RECORD EXTRACTS
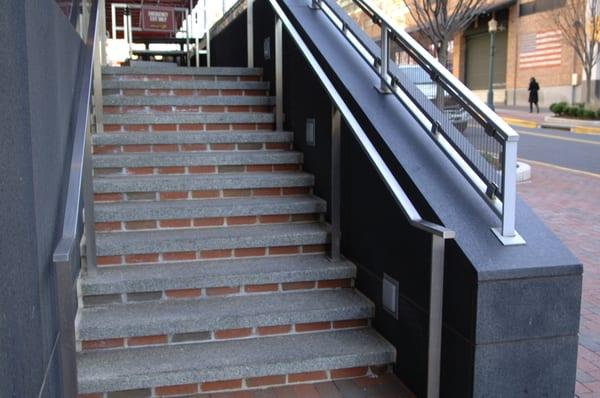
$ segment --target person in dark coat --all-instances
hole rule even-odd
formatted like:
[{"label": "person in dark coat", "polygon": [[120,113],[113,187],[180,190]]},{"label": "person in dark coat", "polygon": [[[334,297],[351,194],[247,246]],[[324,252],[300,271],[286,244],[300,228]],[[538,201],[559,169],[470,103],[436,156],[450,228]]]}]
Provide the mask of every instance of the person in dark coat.
[{"label": "person in dark coat", "polygon": [[540,85],[535,80],[535,77],[532,77],[529,80],[528,90],[529,90],[529,113],[533,112],[533,104],[535,104],[537,113],[540,113],[540,107],[538,106],[538,91],[540,91]]}]

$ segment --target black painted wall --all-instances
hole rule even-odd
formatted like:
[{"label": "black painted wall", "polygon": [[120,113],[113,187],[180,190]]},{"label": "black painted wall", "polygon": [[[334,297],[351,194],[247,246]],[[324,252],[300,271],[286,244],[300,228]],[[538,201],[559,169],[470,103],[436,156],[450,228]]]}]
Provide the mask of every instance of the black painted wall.
[{"label": "black painted wall", "polygon": [[[502,247],[489,228],[495,216],[423,139],[406,111],[397,104],[387,108],[391,101],[374,95],[362,60],[344,53],[335,32],[327,42],[330,32],[322,21],[311,20],[318,13],[308,10],[307,2],[279,3],[423,217],[458,233],[445,258],[442,396],[572,396],[581,294],[578,261],[520,201],[518,228],[528,244]],[[255,1],[254,21],[255,66],[263,67],[265,79],[273,83],[273,58],[263,57],[265,39],[274,49],[268,1]],[[222,31],[227,34],[213,38],[213,59],[223,62],[215,66],[246,66],[246,58],[236,56],[246,51],[245,24],[245,18],[238,18]],[[315,194],[329,202],[331,103],[285,33],[283,54],[284,127],[295,133],[304,169],[316,177]],[[362,91],[352,91],[349,87],[360,86],[356,80],[361,76],[367,83]],[[314,147],[305,143],[307,118],[316,119]],[[408,225],[343,126],[342,253],[358,267],[357,288],[376,304],[375,328],[398,350],[395,373],[419,396],[426,386],[430,244],[430,236]],[[383,273],[400,283],[398,320],[381,309]]]},{"label": "black painted wall", "polygon": [[81,40],[54,1],[0,10],[0,397],[59,397],[52,252]]}]

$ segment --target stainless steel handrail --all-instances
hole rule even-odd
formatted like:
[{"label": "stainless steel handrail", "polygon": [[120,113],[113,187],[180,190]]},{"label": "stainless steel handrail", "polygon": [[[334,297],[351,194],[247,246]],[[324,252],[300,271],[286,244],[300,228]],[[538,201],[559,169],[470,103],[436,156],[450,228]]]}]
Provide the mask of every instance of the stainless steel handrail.
[{"label": "stainless steel handrail", "polygon": [[[430,133],[434,142],[442,149],[466,180],[475,188],[490,208],[501,218],[502,226],[492,228],[494,234],[505,245],[523,244],[525,241],[515,230],[516,218],[516,163],[518,134],[496,113],[489,109],[452,73],[443,67],[431,54],[421,47],[409,34],[394,26],[385,15],[368,0],[352,0],[368,17],[381,28],[380,49],[375,49],[371,38],[358,28],[352,19],[339,7],[335,0],[312,0],[311,8],[323,10],[323,14],[342,32],[346,40],[355,48],[361,57],[378,74],[381,83],[378,89],[382,93],[393,93],[405,103],[415,118]],[[339,21],[334,20],[334,18]],[[341,24],[341,25],[338,25]],[[358,29],[358,31],[357,31]],[[403,81],[402,73],[395,64],[389,65],[390,41],[398,43],[417,64],[423,68],[436,85],[443,88],[454,98],[461,109],[467,112],[478,125],[485,129],[487,136],[502,148],[500,173],[487,170],[489,164],[480,169],[474,161],[463,152],[461,146],[451,137],[461,137],[451,123],[442,123],[447,119],[441,110],[431,106],[412,83]],[[369,59],[372,58],[372,59]],[[373,61],[373,62],[371,62]],[[402,84],[400,83],[402,82]],[[403,93],[398,91],[400,89]],[[407,103],[407,101],[409,103]],[[427,106],[429,104],[430,106]],[[445,126],[444,129],[441,127]],[[449,129],[445,131],[445,129]],[[467,148],[469,149],[469,148]],[[473,148],[470,148],[471,150]],[[478,157],[478,156],[477,156]],[[479,158],[479,157],[478,157]],[[487,173],[486,173],[487,171]],[[498,182],[498,185],[496,184]]]},{"label": "stainless steel handrail", "polygon": [[86,263],[88,268],[96,263],[95,233],[93,223],[92,164],[90,153],[91,96],[93,63],[96,55],[96,35],[99,3],[94,0],[90,13],[87,36],[83,42],[75,85],[75,101],[71,126],[74,131],[73,149],[69,167],[69,180],[64,209],[61,239],[52,259],[56,272],[57,312],[60,333],[60,363],[62,396],[77,396],[77,364],[75,358],[75,312],[77,308],[74,289],[73,266],[79,261],[80,210],[83,200],[85,210]]},{"label": "stainless steel handrail", "polygon": [[[317,75],[321,85],[327,92],[331,101],[334,104],[334,112],[332,116],[332,127],[333,130],[339,130],[339,118],[342,117],[352,133],[354,134],[357,141],[360,143],[363,151],[368,156],[370,162],[373,164],[377,173],[382,178],[386,187],[392,194],[394,200],[400,207],[402,213],[406,217],[407,221],[413,227],[430,233],[432,235],[431,245],[431,282],[430,282],[430,302],[429,302],[429,347],[428,347],[428,365],[427,365],[427,396],[429,398],[437,397],[439,395],[439,375],[440,375],[440,361],[441,361],[441,333],[442,333],[442,307],[443,307],[443,281],[444,281],[444,251],[445,251],[445,240],[453,239],[455,237],[454,231],[424,220],[418,210],[415,208],[411,200],[406,195],[406,192],[402,189],[392,171],[385,164],[385,161],[373,146],[369,140],[367,134],[361,127],[360,123],[356,120],[352,111],[342,97],[337,92],[335,86],[331,80],[327,77],[327,74],[321,68],[319,62],[314,57],[310,49],[304,43],[304,40],[297,32],[296,28],[290,22],[283,9],[279,6],[278,0],[269,0],[269,3],[276,14],[276,31],[281,29],[280,26],[285,26],[288,34],[293,39],[296,46],[298,46],[300,52],[310,65],[311,69]],[[279,28],[278,28],[279,27]],[[276,32],[277,36],[278,33]],[[276,52],[282,52],[282,47],[276,45]],[[276,67],[276,70],[278,68]],[[281,79],[281,76],[276,76],[276,80]],[[336,121],[336,119],[338,119]],[[338,137],[335,141],[339,143],[339,131],[333,133]],[[333,151],[339,151],[339,148],[334,148]],[[338,153],[339,155],[339,153]],[[336,167],[335,165],[333,166]],[[339,178],[339,176],[337,176]],[[335,182],[334,182],[335,183]],[[334,203],[333,206],[339,206]],[[339,209],[333,209],[332,213],[338,213]],[[339,214],[339,213],[338,213]],[[337,221],[339,222],[339,220]],[[339,226],[332,226],[335,230]],[[332,255],[335,258],[335,253]]]}]

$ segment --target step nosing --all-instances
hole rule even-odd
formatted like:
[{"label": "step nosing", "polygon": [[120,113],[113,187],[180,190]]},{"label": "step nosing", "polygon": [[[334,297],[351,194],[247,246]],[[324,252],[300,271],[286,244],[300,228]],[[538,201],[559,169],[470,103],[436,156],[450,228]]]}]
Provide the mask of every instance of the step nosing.
[{"label": "step nosing", "polygon": [[94,276],[84,274],[81,289],[84,295],[135,293],[343,279],[354,277],[355,272],[352,263],[332,263],[320,254],[165,262],[102,269]]},{"label": "step nosing", "polygon": [[81,393],[381,365],[395,349],[371,329],[78,355]]}]

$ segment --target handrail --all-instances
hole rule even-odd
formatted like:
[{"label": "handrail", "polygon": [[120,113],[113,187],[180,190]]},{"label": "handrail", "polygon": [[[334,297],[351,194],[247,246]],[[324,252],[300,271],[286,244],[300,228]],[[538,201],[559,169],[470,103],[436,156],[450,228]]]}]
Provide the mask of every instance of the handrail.
[{"label": "handrail", "polygon": [[77,228],[79,225],[79,204],[81,202],[84,157],[87,141],[87,129],[91,120],[91,98],[92,98],[92,76],[94,56],[96,53],[96,27],[98,25],[98,0],[94,1],[90,15],[90,25],[82,50],[82,62],[80,63],[79,88],[77,102],[73,109],[75,115],[73,152],[71,154],[71,166],[69,167],[69,185],[67,188],[67,199],[65,215],[63,220],[62,237],[56,245],[52,256],[55,262],[69,261],[72,247],[77,239]]},{"label": "handrail", "polygon": [[[96,265],[90,122],[93,66],[96,60],[96,35],[100,15],[99,4],[104,5],[104,1],[93,0],[87,35],[84,38],[79,58],[75,97],[71,111],[72,121],[70,126],[73,128],[74,138],[62,235],[52,255],[56,275],[62,397],[76,397],[78,395],[75,346],[77,300],[73,281],[73,263],[76,265],[81,264],[80,258],[75,256],[80,255],[77,247],[80,239],[82,200],[85,211],[85,246],[88,271],[95,270]],[[99,76],[96,76],[96,78],[99,78]]]},{"label": "handrail", "polygon": [[[368,0],[352,2],[381,28],[379,46],[335,0],[312,0],[311,8],[323,11],[379,76],[378,90],[383,94],[394,94],[407,106],[442,152],[501,218],[502,226],[492,228],[498,239],[504,245],[524,244],[515,230],[519,135]],[[410,57],[414,67],[400,67],[389,62],[390,42]],[[421,82],[419,71],[431,80]],[[423,90],[432,91],[430,97]],[[452,101],[457,108],[449,106]]]},{"label": "handrail", "polygon": [[[443,308],[443,282],[444,282],[444,246],[446,239],[453,239],[455,232],[440,224],[436,224],[430,221],[424,220],[419,211],[415,208],[411,200],[406,195],[406,192],[402,189],[392,171],[385,164],[385,161],[378,153],[377,149],[373,146],[369,140],[367,134],[361,127],[360,123],[356,120],[350,108],[346,105],[340,94],[337,92],[335,86],[331,80],[327,77],[327,74],[321,68],[319,62],[314,57],[308,46],[304,43],[304,40],[300,34],[296,31],[294,25],[290,22],[283,9],[279,6],[278,0],[269,0],[269,3],[276,14],[275,23],[275,51],[282,52],[282,40],[281,36],[281,24],[283,24],[288,34],[293,39],[296,46],[298,46],[300,52],[308,62],[312,70],[317,75],[321,85],[327,92],[329,98],[334,104],[334,112],[332,116],[332,141],[337,141],[339,144],[339,128],[340,128],[340,115],[344,118],[346,124],[360,143],[362,149],[366,153],[370,162],[373,164],[377,173],[382,178],[386,187],[392,194],[394,200],[400,207],[402,213],[406,217],[410,225],[417,229],[428,232],[432,235],[432,246],[431,246],[431,281],[430,281],[430,301],[429,301],[429,347],[428,347],[428,364],[427,364],[427,396],[429,398],[435,398],[439,395],[439,379],[440,379],[440,362],[441,362],[441,333],[442,333],[442,308]],[[279,37],[279,40],[277,39]],[[277,59],[279,58],[279,61]],[[276,64],[281,63],[281,57],[276,56]],[[281,69],[276,65],[276,81],[281,80]],[[281,86],[277,84],[280,89]],[[280,92],[277,95],[281,95]],[[337,131],[336,131],[337,130]],[[337,157],[339,159],[339,148],[335,148],[336,144],[332,143],[332,158]],[[336,153],[337,152],[337,153]],[[335,155],[333,155],[335,154]],[[335,160],[334,160],[335,162]],[[333,165],[333,169],[339,168],[339,166]],[[332,172],[332,174],[335,174]],[[333,177],[336,178],[336,177]],[[337,176],[339,178],[339,176]],[[334,181],[332,185],[335,185]],[[333,189],[335,191],[335,189]],[[339,195],[339,192],[336,193]],[[332,195],[334,196],[334,195]],[[339,218],[339,204],[335,203],[335,199],[332,199],[332,219]],[[337,208],[336,208],[337,207]],[[336,214],[337,213],[337,214]],[[334,214],[336,214],[334,216]],[[338,220],[332,220],[332,229],[339,228]],[[333,245],[335,245],[335,239],[332,239],[332,251]],[[332,253],[332,257],[335,259],[336,254]]]}]

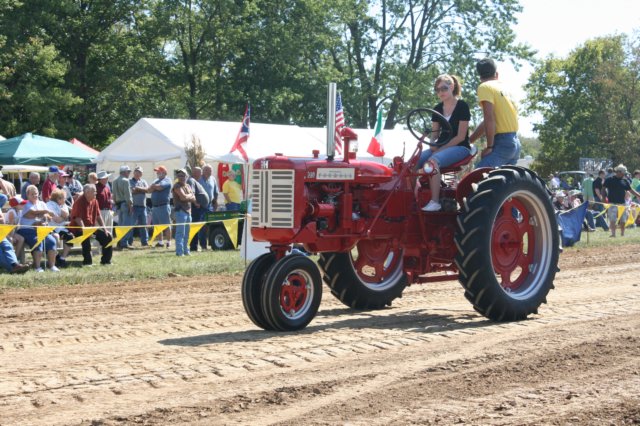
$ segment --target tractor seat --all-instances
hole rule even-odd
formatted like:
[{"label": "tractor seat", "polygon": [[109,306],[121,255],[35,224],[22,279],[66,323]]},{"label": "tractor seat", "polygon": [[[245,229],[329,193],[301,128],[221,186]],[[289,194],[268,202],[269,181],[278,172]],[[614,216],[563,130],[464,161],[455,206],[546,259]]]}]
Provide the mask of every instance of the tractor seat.
[{"label": "tractor seat", "polygon": [[457,163],[453,163],[447,167],[440,168],[440,173],[445,174],[445,173],[459,172],[460,170],[462,170],[462,167],[469,164],[471,160],[473,160],[473,157],[475,157],[476,154],[478,154],[478,148],[474,144],[470,144],[470,146],[471,146],[471,154],[469,154],[469,156],[463,158]]}]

WORK ITEM
Copy out, from the listing above, every line that contains the word "target".

RESPONSE
$ segment --target person in dark coat --all-instances
$ segment --target black painted wall --all-instances
$ segment --target stainless steel handrail --all-instances
$ segment --target step nosing --all-instances
$ segment --target handrail --all-instances
$ segment --target tractor seat --all-instances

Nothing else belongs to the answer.